-- 提供テキスト --

======

次は lung percussion です。「打診」の際には hit ではなくtap を使って “I’m going to tap on various points of your chest.” と伝えます。この lung percussion ではその音の表現だけでなく、それが示唆する状態も含めて覚えることが重要です。正常な肺の打診音は resonant sounds と表現されます。これが高くなると hyper-resonant sounds となり、肺の実質の外側に空気が存在する状態、すなわち pneumothorax を示唆します。正常の resonant より低い打診音は dull sounds となり、これは先ほど紹介した pulmonary consolidation、つまり typical pneumonia や left heart failure などを示唆します。この dull がさらに低くなると石を叩いているような stony dull sounds となります。これは肺の実質の外側に液体が存在する状態、すなわち pleural effusion を示唆するわけです。このように lung percussion では、それぞれの音が示唆する状態も必ず一緒に覚えてください。

肺の聴診では音を視覚化することが有効
ではいよいよ、chest exam のハイライトである lung auscultation を見ていきましょう。一般的な lung auscultation をご紹介する前に、tactile fremitus 同様に日本ではあまり知られていない egophony をご紹介します。これは “I’m going to listen to various points of your chest. Could you say ‘E’ for me, please?” と指示して行います。もちろん正常な肺であれば患者さんが ‘E’ と言えば ‘E’ と聞こえます。しかし肺の実質が硬くなった pulmonary consolidation の状態では、この ‘E’ が ‘A’ のように聞こえるのです。動物で「エ~」のように鳴くのは goatヤギ」ですので、この egophony は日本語では「ヤギ音」と呼ばれるのです。ちなみに “Which one is the GOAT? Messi or Cristiano Ronaldo?” で使われる GOAT とは greatest of all time「史上最高(の選手)の略語で、スポーツの世界でよく使われる表現です。

======

-- 抽出レコード --

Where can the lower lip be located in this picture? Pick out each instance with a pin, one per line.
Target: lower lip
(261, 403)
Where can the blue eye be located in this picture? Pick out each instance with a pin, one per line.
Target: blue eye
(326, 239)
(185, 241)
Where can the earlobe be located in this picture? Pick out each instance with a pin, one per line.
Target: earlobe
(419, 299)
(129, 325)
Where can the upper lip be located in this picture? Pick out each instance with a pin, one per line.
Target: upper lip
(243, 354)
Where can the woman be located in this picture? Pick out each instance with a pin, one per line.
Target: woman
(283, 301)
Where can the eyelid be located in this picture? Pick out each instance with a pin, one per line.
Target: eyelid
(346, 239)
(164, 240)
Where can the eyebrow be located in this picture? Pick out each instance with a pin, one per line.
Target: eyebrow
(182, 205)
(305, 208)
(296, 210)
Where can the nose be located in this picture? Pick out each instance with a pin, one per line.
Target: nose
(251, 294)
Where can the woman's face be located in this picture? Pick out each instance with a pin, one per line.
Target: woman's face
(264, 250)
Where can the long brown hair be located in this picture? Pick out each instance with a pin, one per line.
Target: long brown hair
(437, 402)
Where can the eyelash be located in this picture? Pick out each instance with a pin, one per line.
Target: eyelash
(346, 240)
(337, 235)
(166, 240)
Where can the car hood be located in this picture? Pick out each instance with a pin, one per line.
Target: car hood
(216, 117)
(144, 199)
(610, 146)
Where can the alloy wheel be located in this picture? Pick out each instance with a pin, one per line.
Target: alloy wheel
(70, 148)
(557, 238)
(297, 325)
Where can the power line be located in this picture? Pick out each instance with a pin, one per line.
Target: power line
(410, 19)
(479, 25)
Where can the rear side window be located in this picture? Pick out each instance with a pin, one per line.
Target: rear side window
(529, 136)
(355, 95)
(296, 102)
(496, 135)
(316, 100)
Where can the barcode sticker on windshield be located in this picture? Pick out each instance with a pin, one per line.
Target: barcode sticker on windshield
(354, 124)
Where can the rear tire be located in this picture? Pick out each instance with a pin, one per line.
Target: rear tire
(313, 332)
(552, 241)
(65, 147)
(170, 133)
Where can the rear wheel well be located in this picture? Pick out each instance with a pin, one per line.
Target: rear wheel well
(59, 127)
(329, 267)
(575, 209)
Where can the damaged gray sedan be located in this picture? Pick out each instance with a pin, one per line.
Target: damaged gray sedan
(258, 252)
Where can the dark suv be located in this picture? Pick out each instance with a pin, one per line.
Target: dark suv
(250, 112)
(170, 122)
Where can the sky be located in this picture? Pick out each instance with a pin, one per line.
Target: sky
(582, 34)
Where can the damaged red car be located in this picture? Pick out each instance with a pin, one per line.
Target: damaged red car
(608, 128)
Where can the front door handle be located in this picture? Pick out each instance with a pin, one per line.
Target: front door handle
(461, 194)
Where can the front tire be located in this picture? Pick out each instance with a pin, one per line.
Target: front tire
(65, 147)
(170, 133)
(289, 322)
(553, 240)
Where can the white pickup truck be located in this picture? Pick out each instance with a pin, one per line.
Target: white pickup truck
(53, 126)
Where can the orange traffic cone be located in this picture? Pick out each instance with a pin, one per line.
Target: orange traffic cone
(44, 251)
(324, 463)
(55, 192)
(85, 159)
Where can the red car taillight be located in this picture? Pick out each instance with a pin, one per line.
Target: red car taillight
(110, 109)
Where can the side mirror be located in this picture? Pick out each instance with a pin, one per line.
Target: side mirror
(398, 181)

======

-- 問題 --
胸部診察の英語表現を扱った提供テキストについて、最後の文の直後から続きを書いてください。 これらのレコードは本文の内容とは関係がありません。

-- 解答 --
呼吸音を聴診する lung auscultation では患者さんに “I’m going to listen to various points of your chest. Could you breathe deeply through your mouth, please?” と言って、大きく口から息をしてもらいましょう。ただ小児科において小さな子どもにこのような指示をしてもうまく聴診ができませんね。そのような場合には “OK Sam, please pretend that there is a birthday cake with a lot of candles in front of you. Please blow out all of the candles for me. Great. And again… one more time…” のような表現を使うとうまく聴診することが可能になります。

heart auscultation心音の聴診」において、 murmur心雑音」の聴取では「収縮期雑音か拡張期雑音か」「どの弁で一番大きな心雑音が聞こえるか」といったアプローチが有効でしたが、lung auscultation「呼吸音の聴診」では音を視覚化することが有効と言えます。

trachea「気管」までの upper airway「上気道」から bronchus/bronchi「気管支」にかけての領域では inspiration/inhalation「吸気」と expiration/exhalation「呼気」の強さと長さが同じで、吸気と呼気の間に gap が生じる bronchial breath sound(視覚化したイメージはこちら)が主に聞こえます。これに対して bronchioles「細気管支」から alveolus/alveoli「肺胞」にかけての領域では吸気が呼気に対して強く長く、かつ吸気と呼気の間に gap が生じない vesicular breath sounds(イメージはこちら)が主に聞こえます。もしこの vesicular breath sounds が聞こえる領域で本来聞こえないはずの bronchial breath sounds が聴取された場合、それはその領域に問題があって本来の vesicular breath sounds が聴取されない異常な状態が示唆され、bronchial breathing と呼ばれます。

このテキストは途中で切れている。